The data registration is highly configurable: a python script can be customized to extract the available metadata from the raw data and to register it in openBIS. For the researchers it is very convenient to see their newest mass spectrometry run already cataloged and available soon after their sample has been processed by the instrument. Users interact with openBIS through its web interface where they can browse and access the data. We have consciously decided to keep the data management interface separate from the processing interface over iPortal, in order not to overload either one. Depending on what kind of workflow was chosen, the data selection can be a two-step process. In the case of quantification workflows for example, first an experiment context needs to be chosen, then the datasets from within that experiment can be specified which should be analyzed with the given workflow. The next picture shows this data selection step. 4) The fourth step is the parameterization of the workflow.

## [PROVIDED RECORDS]
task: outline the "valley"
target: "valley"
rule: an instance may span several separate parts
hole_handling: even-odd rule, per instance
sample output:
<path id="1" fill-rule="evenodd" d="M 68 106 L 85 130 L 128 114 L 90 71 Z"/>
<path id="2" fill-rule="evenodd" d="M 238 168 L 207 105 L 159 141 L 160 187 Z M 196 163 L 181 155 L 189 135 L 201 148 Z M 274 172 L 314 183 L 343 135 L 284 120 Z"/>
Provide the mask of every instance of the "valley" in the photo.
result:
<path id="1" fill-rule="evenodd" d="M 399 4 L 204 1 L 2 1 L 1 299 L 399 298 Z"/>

## [THINGS TO DO]
1. Convert every line of the records into a JSON list of strings, with one string per line and blank lines omitted.
2. Carry on the passage about openBIS data management and workflow steps, starting right after its final sentence.

## [RESPONSE LIST]
1.
[
  "task: outline the \"valley\"",
  "target: \"valley\"",
  "rule: an instance may span several separate parts",
  "hole_handling: even-odd rule, per instance",
  "sample output:",
  "<path id=\"1\" fill-rule=\"evenodd\" d=\"M 68 106 L 85 130 L 128 114 L 90 71 Z\"/>",
  "<path id=\"2\" fill-rule=\"evenodd\" d=\"M 238 168 L 207 105 L 159 141 L 160 187 Z M 196 163 L 181 155 L 189 135 L 201 148 Z M 274 172 L 314 183 L 343 135 L 284 120 Z\"/>",
  "Provide the mask of every instance of the \"valley\" in the photo.",
  "result:",
  "<path id=\"1\" fill-rule=\"evenodd\" d=\"M 399 4 L 204 1 L 2 1 L 1 299 L 399 298 Z\"/>"
]

2.
Each workflow comes with a number of predefined parameterizations, provided by the workflow developers, that are suitable for a various workflow usage scenarios. The users can create their own parameterization by unhiding the detailed parameter settings. They can then save their own parameter sets under a new name, which can be used for future workflow parameterizations. These parameterizations may also be shared among users. For search workflows, the parameterization step also includes the selection of the input database (see BioDB section below). 5) Finally, the workflow is ready for submission. The user receives an overview of the workflow to quickly check that everything is in order or whether changes need to be made, in which case the ‘back to previous step’ link can be used to go back to the corresponding step to change the settings. If the workflow and its configuration are found to be correct, the workflow can be submitted by clicking on the ‘submit’ button. The wizard makes use of the gUSE Application Specific Module (ASM) interface to select and execute the predefined workflows through gUSE.

Once a workflow was successfully submitted, the workflow wizard asks the user whether another workflow should be created with identical settings of the current workflow. This was one of the requests we have received from the users, often they want to submit the same workflow several times but with different datasets, and this helps them to do so more quickly as they only need to select the dataset, all the other settings are remembered by the wizard and are provided as default settings for the next session. The Workflow Wizard was a very large improvement in terms of usability for our users, and has improved the acceptance of the iPortal. We are continuously extending the wizard with new workflows and are planning also new types of workflows.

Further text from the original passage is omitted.